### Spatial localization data
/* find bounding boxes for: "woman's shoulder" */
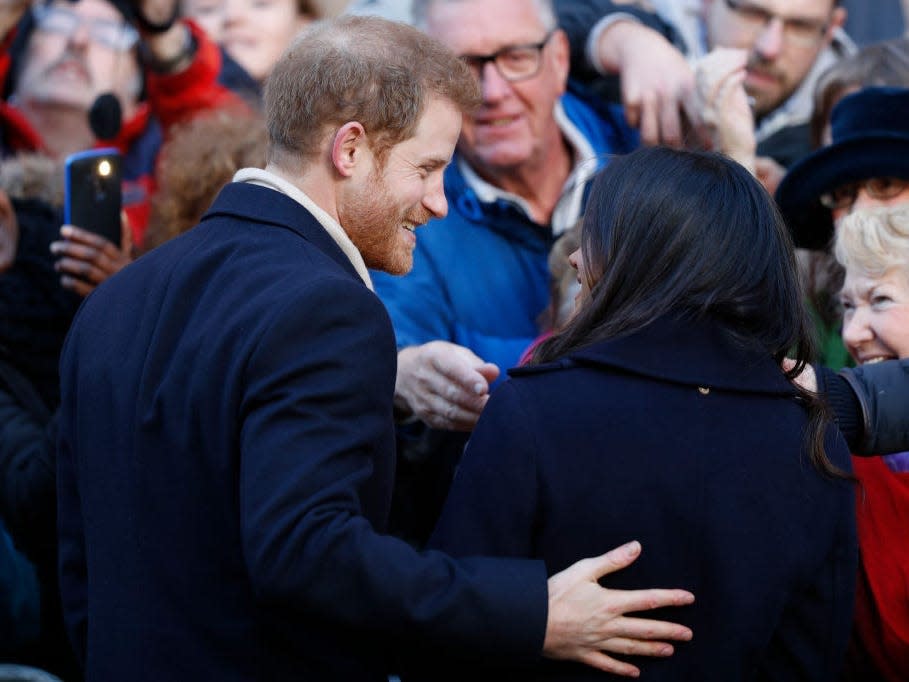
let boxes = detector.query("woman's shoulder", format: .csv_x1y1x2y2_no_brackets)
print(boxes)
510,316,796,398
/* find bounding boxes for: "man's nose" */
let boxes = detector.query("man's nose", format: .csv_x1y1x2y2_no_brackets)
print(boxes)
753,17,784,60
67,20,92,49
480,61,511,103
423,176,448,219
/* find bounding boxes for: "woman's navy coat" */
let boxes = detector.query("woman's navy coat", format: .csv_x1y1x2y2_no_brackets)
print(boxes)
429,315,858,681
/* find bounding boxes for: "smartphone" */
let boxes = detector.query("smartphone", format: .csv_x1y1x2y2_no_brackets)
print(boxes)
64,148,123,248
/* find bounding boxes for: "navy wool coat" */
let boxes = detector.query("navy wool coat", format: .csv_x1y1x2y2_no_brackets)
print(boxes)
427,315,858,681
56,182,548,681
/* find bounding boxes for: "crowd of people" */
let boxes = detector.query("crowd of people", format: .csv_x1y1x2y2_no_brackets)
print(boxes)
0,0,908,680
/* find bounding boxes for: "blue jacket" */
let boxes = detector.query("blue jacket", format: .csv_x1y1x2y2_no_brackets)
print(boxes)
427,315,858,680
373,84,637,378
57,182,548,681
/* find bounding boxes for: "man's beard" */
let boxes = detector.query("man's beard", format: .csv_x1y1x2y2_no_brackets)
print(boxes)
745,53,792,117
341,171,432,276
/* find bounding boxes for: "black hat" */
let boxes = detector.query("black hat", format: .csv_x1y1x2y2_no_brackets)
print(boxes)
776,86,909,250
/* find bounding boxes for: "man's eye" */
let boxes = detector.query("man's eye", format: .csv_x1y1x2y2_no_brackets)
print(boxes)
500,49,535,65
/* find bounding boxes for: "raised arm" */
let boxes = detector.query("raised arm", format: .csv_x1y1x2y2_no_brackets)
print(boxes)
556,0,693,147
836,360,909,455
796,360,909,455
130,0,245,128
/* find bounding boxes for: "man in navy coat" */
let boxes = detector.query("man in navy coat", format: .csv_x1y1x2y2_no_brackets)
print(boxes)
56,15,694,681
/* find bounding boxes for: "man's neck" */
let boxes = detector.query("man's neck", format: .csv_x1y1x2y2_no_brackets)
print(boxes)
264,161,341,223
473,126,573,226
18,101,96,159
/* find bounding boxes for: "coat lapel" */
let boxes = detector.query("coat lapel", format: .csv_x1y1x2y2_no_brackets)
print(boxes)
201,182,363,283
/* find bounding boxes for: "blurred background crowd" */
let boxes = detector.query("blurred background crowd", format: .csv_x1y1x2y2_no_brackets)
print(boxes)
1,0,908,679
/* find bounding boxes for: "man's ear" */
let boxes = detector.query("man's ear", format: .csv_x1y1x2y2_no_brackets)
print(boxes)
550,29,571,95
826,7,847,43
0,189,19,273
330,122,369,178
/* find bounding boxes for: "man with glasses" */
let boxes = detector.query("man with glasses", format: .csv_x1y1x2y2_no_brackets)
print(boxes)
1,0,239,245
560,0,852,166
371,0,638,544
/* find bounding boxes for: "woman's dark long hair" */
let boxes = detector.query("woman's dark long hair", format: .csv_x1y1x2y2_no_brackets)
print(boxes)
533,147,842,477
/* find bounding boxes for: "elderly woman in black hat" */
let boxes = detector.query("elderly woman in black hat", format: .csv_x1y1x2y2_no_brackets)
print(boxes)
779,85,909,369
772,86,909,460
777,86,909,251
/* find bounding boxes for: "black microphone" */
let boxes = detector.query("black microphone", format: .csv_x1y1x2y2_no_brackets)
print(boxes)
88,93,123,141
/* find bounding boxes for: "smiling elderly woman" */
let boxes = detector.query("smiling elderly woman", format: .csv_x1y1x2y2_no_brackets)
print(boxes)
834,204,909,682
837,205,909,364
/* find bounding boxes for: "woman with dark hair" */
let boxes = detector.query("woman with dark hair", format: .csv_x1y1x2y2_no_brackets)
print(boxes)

### ASSIGNMENT
Within the entries above, how many lines contain "nose"? Respond with the number only.

### TASK OUTPUT
2